▶ **Task requirements**
Repeat the listing below word for word, from its first line through the line that contains "124 344 L 117", with both of those lines included.

— Begin —

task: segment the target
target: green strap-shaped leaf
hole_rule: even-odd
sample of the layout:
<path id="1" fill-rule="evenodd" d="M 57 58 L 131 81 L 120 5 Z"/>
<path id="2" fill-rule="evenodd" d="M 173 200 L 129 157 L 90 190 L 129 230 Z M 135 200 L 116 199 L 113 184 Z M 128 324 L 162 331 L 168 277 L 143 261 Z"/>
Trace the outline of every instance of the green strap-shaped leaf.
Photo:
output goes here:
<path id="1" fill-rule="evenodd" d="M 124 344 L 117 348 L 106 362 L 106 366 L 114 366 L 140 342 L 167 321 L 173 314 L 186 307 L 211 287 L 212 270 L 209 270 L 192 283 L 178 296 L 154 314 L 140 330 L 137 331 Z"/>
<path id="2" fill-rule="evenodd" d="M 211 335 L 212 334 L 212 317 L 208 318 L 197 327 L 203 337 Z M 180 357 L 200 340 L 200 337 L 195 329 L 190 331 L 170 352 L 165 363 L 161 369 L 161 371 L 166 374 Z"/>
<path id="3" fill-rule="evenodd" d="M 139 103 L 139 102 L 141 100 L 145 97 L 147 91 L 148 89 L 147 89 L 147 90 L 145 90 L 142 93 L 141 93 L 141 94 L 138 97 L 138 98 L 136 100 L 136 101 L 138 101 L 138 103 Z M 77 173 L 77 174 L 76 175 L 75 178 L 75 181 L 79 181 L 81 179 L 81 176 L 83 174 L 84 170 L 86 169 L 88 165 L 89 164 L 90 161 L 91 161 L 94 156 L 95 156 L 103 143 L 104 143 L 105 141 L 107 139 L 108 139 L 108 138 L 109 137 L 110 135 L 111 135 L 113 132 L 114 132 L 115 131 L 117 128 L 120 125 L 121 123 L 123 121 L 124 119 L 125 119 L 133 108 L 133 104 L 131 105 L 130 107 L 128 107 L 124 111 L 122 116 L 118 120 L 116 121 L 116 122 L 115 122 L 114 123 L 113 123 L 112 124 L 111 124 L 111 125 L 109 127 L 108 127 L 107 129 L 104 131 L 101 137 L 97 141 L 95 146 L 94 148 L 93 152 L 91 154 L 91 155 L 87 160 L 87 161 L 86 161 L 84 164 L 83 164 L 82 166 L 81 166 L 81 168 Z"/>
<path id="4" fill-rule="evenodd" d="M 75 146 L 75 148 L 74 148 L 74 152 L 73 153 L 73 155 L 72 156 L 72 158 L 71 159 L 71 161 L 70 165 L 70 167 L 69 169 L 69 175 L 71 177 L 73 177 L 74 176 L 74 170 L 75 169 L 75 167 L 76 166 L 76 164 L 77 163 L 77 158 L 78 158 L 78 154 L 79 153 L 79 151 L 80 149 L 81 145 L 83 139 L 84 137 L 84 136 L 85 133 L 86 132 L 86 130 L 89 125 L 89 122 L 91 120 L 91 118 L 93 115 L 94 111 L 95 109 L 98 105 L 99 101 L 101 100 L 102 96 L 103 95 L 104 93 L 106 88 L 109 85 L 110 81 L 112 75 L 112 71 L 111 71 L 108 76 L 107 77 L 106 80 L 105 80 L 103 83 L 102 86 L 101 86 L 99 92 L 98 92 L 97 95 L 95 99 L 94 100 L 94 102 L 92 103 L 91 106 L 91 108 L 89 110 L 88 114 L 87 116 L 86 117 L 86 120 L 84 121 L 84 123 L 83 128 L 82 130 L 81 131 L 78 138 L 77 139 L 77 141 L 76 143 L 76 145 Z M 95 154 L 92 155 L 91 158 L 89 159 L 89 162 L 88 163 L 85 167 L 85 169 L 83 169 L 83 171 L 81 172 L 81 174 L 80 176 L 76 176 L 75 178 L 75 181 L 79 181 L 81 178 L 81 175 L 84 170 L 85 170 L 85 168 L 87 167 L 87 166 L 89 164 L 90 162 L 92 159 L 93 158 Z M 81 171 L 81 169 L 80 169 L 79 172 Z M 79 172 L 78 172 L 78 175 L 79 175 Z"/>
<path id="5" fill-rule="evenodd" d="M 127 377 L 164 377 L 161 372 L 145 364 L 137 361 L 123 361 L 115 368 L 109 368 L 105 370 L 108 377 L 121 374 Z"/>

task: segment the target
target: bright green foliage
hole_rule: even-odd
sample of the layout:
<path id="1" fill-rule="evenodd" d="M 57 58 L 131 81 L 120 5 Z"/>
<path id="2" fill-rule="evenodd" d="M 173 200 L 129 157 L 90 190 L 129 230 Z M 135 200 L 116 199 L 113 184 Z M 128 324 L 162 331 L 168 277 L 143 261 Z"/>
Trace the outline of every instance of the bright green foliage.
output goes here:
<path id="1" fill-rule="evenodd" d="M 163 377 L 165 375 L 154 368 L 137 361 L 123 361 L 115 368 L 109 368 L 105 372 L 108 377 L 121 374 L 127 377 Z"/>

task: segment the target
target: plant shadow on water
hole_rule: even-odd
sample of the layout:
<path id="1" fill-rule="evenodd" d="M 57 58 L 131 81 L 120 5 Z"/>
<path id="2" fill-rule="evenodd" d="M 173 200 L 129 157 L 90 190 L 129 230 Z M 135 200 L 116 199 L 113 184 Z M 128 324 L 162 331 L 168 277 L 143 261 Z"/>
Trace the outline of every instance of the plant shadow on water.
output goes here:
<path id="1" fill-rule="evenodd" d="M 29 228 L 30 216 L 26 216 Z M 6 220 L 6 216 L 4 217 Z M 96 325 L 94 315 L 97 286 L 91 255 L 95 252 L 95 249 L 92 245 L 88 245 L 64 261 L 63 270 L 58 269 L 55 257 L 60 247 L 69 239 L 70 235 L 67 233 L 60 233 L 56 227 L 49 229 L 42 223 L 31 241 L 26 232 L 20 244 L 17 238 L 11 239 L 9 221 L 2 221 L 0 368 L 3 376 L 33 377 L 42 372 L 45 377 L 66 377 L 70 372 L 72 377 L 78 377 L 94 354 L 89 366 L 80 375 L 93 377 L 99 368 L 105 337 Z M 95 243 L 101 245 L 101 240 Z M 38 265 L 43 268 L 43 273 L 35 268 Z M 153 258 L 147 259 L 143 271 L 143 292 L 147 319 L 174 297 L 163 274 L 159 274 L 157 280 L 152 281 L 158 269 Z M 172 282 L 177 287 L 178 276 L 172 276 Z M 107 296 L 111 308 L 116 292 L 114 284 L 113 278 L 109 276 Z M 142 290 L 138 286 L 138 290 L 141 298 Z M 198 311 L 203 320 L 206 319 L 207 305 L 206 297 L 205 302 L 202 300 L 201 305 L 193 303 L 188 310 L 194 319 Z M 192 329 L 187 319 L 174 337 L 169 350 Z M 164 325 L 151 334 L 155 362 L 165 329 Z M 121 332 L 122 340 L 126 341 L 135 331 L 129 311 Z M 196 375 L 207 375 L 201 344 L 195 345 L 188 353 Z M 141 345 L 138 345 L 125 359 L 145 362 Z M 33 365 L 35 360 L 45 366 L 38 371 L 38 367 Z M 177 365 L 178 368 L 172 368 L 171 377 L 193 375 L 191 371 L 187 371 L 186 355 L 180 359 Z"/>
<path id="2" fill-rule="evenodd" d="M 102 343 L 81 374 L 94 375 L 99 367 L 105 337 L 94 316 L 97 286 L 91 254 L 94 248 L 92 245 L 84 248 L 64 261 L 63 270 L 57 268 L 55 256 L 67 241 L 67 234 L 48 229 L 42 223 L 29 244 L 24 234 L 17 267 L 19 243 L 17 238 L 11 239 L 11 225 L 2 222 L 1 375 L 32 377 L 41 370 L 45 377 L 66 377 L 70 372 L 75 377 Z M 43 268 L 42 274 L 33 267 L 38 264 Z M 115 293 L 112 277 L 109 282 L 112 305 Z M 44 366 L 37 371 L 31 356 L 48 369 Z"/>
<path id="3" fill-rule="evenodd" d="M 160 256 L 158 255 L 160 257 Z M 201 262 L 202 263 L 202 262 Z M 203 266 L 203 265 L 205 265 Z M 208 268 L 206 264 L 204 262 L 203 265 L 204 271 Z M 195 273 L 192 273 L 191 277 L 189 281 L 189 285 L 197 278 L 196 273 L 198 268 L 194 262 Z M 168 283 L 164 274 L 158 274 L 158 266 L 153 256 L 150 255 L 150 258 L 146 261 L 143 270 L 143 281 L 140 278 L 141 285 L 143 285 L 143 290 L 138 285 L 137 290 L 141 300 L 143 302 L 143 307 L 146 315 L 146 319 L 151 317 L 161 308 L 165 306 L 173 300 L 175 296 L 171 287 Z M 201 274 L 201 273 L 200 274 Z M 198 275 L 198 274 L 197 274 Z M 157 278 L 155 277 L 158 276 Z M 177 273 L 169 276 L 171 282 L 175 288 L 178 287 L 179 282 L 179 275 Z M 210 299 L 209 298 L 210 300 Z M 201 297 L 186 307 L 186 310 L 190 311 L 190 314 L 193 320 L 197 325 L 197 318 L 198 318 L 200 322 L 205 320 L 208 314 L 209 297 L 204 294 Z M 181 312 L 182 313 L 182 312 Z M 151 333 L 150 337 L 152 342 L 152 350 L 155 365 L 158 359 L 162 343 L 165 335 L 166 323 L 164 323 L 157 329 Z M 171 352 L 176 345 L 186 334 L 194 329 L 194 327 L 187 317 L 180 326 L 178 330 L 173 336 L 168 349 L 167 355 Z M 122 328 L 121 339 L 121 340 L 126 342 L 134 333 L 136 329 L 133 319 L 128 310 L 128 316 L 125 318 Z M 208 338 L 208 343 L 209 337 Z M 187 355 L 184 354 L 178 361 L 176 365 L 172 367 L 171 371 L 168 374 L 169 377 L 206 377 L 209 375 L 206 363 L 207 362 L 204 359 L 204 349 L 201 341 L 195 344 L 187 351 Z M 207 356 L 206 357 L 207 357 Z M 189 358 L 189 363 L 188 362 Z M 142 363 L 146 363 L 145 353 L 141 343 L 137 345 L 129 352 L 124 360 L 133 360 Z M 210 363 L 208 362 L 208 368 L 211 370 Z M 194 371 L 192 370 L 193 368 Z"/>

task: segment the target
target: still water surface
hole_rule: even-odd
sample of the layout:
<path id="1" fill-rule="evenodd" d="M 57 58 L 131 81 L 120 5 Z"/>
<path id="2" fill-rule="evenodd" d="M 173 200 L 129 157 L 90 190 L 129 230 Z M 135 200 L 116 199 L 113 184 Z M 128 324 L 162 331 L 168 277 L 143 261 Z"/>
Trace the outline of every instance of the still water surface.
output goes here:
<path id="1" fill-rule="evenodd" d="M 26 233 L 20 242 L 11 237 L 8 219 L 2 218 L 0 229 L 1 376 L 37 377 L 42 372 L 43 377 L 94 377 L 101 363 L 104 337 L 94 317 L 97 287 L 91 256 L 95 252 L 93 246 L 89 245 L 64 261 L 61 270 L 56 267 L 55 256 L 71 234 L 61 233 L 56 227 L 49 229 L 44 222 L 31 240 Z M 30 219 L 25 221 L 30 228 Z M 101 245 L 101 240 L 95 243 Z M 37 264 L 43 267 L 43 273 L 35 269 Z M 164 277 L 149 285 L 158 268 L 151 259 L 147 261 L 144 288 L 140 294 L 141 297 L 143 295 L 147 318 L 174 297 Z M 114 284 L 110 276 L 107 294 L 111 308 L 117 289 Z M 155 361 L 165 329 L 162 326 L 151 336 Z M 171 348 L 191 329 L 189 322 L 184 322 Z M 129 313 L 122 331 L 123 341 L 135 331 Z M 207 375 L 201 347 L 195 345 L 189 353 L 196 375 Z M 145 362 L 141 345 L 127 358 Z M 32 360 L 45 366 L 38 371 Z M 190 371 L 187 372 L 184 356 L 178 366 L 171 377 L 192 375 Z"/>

— End —

▶ **Solution to the exercise**
task: segment the target
target: green strap-shaped leaf
hole_rule: even-odd
sample of the layout:
<path id="1" fill-rule="evenodd" d="M 57 58 L 131 81 L 120 5 Z"/>
<path id="2" fill-rule="evenodd" d="M 173 200 L 129 157 L 90 190 L 129 230 Z M 135 200 L 116 199 L 113 184 Z M 128 324 L 162 331 L 168 277 L 143 261 Z"/>
Trace the outline of every instance of the green strap-shaped leaf.
Photo:
output goes here:
<path id="1" fill-rule="evenodd" d="M 124 344 L 117 348 L 106 362 L 106 366 L 114 366 L 140 342 L 167 321 L 173 314 L 186 307 L 211 287 L 212 270 L 209 270 L 192 283 L 178 296 L 154 314 L 140 330 L 137 331 Z"/>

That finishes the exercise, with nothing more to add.